» **Object location annotation data**:
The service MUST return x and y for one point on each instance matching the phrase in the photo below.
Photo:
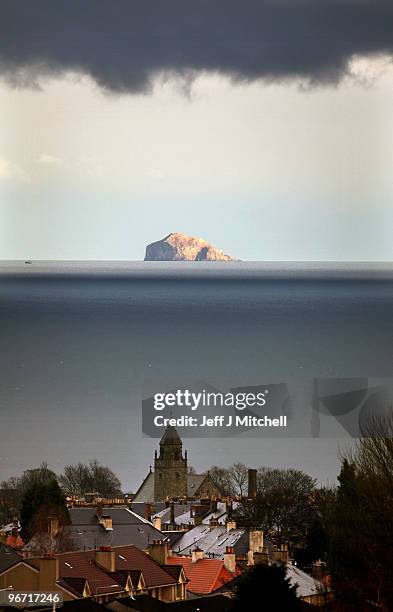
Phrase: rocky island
(179, 247)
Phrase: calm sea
(78, 340)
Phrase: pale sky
(266, 169)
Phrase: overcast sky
(265, 127)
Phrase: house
(171, 478)
(186, 515)
(93, 527)
(213, 538)
(102, 574)
(206, 576)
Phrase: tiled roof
(205, 575)
(8, 557)
(145, 493)
(127, 559)
(306, 585)
(131, 558)
(86, 533)
(75, 585)
(213, 541)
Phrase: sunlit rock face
(179, 247)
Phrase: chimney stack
(172, 513)
(230, 559)
(197, 554)
(255, 540)
(157, 522)
(148, 511)
(158, 551)
(105, 558)
(252, 483)
(48, 572)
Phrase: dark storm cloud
(124, 44)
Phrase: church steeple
(170, 467)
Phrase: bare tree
(361, 560)
(283, 507)
(238, 474)
(79, 479)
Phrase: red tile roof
(205, 575)
(81, 564)
(131, 558)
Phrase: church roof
(171, 436)
(145, 492)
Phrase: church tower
(170, 467)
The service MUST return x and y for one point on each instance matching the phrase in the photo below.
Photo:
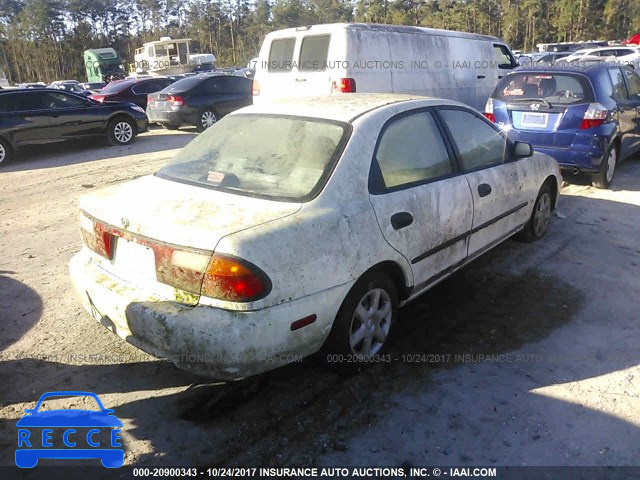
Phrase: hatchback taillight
(343, 85)
(595, 115)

» **Goal**: Update the part of the items that opens with the line containing "Phrase: church roof" and runs through the end of the items, replacing "church" with "chapel" and changing nothing else. Give only that part, without the pictures.

» **Full answer**:
Phrase: chapel roof
(171, 436)
(145, 492)
Phrase: chapel tower
(170, 467)
The service MUST return x and y for one point on each instance matching the phrase in the photo below.
Photo:
Phrase: hatchback taillight
(343, 85)
(595, 115)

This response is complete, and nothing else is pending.